Федор Достоевский тщательно выбирал новогоднюю елку, Николай Гоголь описывал, как шумен Петербург 1 января, Чехов замечал, что «на Рождество воздух пахнет чем-то особенным», Анна Ахматова много лет праздновала Рождество и Новый год втайне, а трудоголик Корней Чуковский даже предпочитал отмечать за письменным столом.
«Ни один день так не шумен в Петербурге, как первый нового года: всё утро экипажи, лошади, люди то и дело что разъезжают вдоль и поперек по всем улицам; все спешат, как бы не опоздать поздравить, или хотя завезть карточку, и только в четыре часа пополудни переводят немного дух», — писал 1 января 1830 года из северной столицы Николай Гоголь в поздравительном письме своей матушке.
Достоевский любил сам украшать елку
До революции праздники в России отмечали по старому стилю: Рождество Христово выпадало на 25 декабря, Новый год — на 1 января (сегодня это Старый Новый год). Таким образом Новый Год праздновали во время Святок.
И елку ставили прежде всего на Рождество.

Набор заданий ->
1. Перепишите отрывок из текста о писателях и Новом годе. Начните с места, где стоят слова «Достоевский любил сам», и остановитесь после слов «всего на Рождество.».
2. На какое число до революции выпадало Рождество Христово согласно тексту о писателях и Новом годе?
3. Пожалуйста, продолжите текст о писателях и Новом годе, начав сразу после его последнего предложения.

Извлечённые строки ->
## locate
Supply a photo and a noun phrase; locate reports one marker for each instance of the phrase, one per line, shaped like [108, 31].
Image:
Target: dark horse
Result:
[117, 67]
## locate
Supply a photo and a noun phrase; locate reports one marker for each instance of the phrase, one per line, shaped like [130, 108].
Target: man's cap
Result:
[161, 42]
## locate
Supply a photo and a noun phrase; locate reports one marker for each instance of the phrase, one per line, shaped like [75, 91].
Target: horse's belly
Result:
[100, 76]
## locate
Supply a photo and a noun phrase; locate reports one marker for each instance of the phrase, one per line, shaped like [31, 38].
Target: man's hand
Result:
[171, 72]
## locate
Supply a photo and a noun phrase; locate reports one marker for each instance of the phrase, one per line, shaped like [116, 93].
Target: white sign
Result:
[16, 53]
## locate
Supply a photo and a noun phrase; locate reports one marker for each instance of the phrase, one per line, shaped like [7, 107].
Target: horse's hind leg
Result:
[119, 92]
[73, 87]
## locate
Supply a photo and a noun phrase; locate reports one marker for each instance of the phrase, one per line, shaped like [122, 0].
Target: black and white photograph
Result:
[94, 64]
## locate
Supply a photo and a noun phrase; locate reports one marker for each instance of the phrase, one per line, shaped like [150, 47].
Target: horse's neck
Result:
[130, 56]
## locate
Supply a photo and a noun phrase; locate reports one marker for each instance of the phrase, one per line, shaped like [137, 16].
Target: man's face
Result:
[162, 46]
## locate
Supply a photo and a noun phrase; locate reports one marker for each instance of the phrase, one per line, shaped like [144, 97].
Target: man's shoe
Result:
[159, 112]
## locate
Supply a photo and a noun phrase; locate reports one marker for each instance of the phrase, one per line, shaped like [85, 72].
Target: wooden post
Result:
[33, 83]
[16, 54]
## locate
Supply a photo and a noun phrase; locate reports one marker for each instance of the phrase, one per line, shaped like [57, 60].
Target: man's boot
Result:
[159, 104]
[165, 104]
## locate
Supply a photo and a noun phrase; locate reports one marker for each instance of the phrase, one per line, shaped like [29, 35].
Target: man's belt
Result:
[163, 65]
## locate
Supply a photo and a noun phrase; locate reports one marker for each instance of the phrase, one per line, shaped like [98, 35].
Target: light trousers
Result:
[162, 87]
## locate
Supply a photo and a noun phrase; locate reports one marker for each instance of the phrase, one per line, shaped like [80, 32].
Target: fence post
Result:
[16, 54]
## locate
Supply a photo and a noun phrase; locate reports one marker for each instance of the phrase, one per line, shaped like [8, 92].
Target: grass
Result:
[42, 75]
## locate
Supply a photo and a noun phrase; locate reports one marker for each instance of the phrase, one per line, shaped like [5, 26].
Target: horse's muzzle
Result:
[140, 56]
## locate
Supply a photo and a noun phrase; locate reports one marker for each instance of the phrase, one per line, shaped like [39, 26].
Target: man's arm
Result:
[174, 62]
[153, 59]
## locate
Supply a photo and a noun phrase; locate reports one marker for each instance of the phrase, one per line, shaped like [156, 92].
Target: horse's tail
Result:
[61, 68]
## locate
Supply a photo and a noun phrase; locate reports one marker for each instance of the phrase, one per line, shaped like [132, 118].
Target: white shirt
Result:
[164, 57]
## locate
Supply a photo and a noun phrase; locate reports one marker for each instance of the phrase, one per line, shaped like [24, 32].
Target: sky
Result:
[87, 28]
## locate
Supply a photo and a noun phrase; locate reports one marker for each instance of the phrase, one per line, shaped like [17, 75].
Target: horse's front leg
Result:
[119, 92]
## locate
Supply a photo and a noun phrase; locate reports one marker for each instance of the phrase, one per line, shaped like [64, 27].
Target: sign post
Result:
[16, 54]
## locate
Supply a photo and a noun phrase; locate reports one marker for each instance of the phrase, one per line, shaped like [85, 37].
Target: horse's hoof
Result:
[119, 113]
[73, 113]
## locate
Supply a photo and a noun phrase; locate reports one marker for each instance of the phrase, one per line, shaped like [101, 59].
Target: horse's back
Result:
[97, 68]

Ответы по заданиям ->
1.
Достоевский любил сам украшать елку
До революции праздники в России отмечали по старому стилю: Рождество Христово выпадало на 25 декабря, Новый год — на 1 января (сегодня это Старый Новый год). Таким образом Новый Год праздновали во время Святок.
И елку ставили прежде всего на Рождество.

2. На 25 декабря.

3.
В Петербурге центральный елочный базар находился на Александринской площади. Сюда за елкой приходила и супруга Федора Достоевского Анна Григорьевна. Она вспоминала, каким важным делом классик считал приобретение рождественской ели: «Требовал, чтобы я покупала большую и ветвистую, сам украшал ее (украшения переходили из года в год)». В дневниках Анны Григорьевны есть подробное воспоминание о Рождестве 1872 года. Писатель вручил детям подарки. Дочери достались кукла и детский чайный набор, а сыну — подзорная труба. Был и общий детский подарок — санки, запряженные игрушечными лошадками, из которых дети не хотели вылезать до глубокой ночи. «Федор Михайлович был доволен праздником, пожалуй, больше своих детей», — писала позже Анна Григорьевна.
Всей семьей Достоевские обязательно посещали в Рождество церковь, отстаивали службу. На Святках писатель обязательно водил детей на рождественский бал, где, по воспоминаниям очевидцев, весело отплясывал вместе с ребятишками.
В Новый год, когда весь Петербург приходил в движение, Достоевские выбирались к друзьям и родственникам. Младший брат писателя Андрей вспоминал: «Мы были у Голеновских и утром, были и вечером, где встречали Новый год. Брат Федор был в отличнейшем расположении духа, равно как и все присутствующие, и мы возвратились домой далеко за полночь, как и подобало при встрече Нового года».
«В воздухе пахнет чем-то особенным»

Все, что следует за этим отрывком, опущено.